## START
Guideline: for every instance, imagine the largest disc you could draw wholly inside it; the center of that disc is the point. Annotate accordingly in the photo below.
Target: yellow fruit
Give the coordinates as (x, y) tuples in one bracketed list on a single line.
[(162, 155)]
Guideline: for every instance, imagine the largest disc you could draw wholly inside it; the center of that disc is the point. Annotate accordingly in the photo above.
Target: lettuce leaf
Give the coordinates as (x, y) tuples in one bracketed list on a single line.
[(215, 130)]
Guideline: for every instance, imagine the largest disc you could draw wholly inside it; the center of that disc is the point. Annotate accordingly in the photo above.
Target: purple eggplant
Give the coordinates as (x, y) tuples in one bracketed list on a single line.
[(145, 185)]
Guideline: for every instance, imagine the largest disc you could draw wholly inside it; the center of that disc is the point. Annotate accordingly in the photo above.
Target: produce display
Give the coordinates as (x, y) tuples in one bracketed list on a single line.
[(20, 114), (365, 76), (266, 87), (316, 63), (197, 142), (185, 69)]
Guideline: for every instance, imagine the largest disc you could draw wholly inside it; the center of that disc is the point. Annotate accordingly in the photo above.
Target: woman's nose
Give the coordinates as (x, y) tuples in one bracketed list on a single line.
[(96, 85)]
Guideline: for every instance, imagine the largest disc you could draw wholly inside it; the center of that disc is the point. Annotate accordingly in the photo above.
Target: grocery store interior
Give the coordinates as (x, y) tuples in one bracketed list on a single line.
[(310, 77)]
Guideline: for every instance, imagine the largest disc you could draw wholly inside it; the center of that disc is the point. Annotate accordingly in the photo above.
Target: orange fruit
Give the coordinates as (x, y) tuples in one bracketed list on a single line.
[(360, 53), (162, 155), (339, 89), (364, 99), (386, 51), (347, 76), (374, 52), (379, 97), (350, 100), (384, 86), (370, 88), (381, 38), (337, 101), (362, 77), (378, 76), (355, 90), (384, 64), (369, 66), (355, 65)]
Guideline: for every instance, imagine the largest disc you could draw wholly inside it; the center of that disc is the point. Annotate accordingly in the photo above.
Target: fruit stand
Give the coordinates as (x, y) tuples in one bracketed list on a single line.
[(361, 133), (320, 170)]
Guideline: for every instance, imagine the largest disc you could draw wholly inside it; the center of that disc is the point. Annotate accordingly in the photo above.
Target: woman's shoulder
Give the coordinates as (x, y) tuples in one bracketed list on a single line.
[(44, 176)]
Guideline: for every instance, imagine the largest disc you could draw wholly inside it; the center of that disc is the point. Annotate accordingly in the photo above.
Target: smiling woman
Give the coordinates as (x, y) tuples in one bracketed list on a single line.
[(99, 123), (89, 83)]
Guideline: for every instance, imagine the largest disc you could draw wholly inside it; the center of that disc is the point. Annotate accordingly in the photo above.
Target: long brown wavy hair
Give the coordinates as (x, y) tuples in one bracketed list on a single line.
## END
▸ PROBLEM TO SOLVE: Faithfully copy every entry, leaving nothing out.

▸ EXERCISE RESULT:
Guideline: for every instance, imagine the largest disc you could draw wholly inside it; the center of that disc is the point. Annotate accordingly in the photo below.
Target: yellow fruit
Give the coordinates as (x, y) tuples in one bracketed list on a single line.
[(162, 155)]
Guideline: for every instance, imagine the largest disc you could draw wholly inside it; the center of that disc is the point. Annotate accordingly in the photo above.
Target: lettuce leaf
Give the coordinates as (x, y) tuples in one bracketed list on a single line.
[(215, 130)]
Guideline: for every instance, imagine the largest disc you could draw wholly inside it; the center of that disc is the point. Annotate accordingly in the photo above.
Target: purple eggplant
Give the coordinates as (x, y) tuples in one bracketed list on a single line.
[(145, 185)]
Guideline: for every instance, imagine the largest disc you could draw wholly inside it; the center of that disc is the point. Annotate accordingly in the photo above.
Target: produce display
Give the coordinates as (x, y) tuples in one bracketed list on a single line.
[(20, 114), (365, 76), (266, 87), (316, 63), (197, 142), (185, 69)]
Guideline: for every instance, imagine the largest disc you could draw wholly inside it; the center of that disc is the point. Annotate accordingly in the photo above.
Target: woman's nose
Give the coordinates as (x, y) tuples in one bracketed list on a single line.
[(96, 85)]
Guideline: for every instance, imagine the largest disc you could draw wholly inside it; the center of that disc is the point. Annotate accordingly in the photo above.
Target: grocery store interior
Give the coordinates as (x, y) tuples in one bracketed list on a single line.
[(310, 77)]
Guideline: for every instance, imagine the largest disc you could draw wholly inside it; the center of that disc is the point. Annotate accordingly in the photo above.
Target: orange fruit
Give the coordinates as (x, y) tuples in one bracketed list on a single line.
[(360, 53), (162, 155), (339, 89), (364, 99), (386, 51), (347, 76), (374, 52), (379, 97), (350, 100), (384, 86), (370, 88), (381, 38), (337, 101), (362, 77), (378, 76), (355, 90), (384, 64), (369, 66), (355, 65)]
Guideline: for every instance, imagine the largest disc you could draw wholly inside it; the center of that disc is the point. Annotate accordingly in the photo above.
Target: fruit stand
Give the coordinates as (x, y) tuples in one bracketed list on a single line.
[(361, 133), (320, 170)]
Guideline: for every instance, imagine the largest disc you could draw wholly inside it; the center of that disc is the point. Annotate accordingly in the photo above.
Target: woman's shoulder
Give the coordinates as (x, y) tuples in one bracketed list on a single line.
[(44, 176)]
Guideline: for every instance, imagine the largest disc you could draw wholly inside it; the center of that disc is the point. Annotate accordingly in the photo above.
Target: smiling woman
Give the coordinates as (x, y) tuples in one bracketed list on a single line.
[(99, 123), (89, 83)]
Guideline: for every instance, imagine the largest disc you could draw wholly inside it; the center of that disc is the point. Annotate accordingly in the photo above.
Target: long brown wavy hair
Give the coordinates as (x, y) tuples in one bracketed list on a single line.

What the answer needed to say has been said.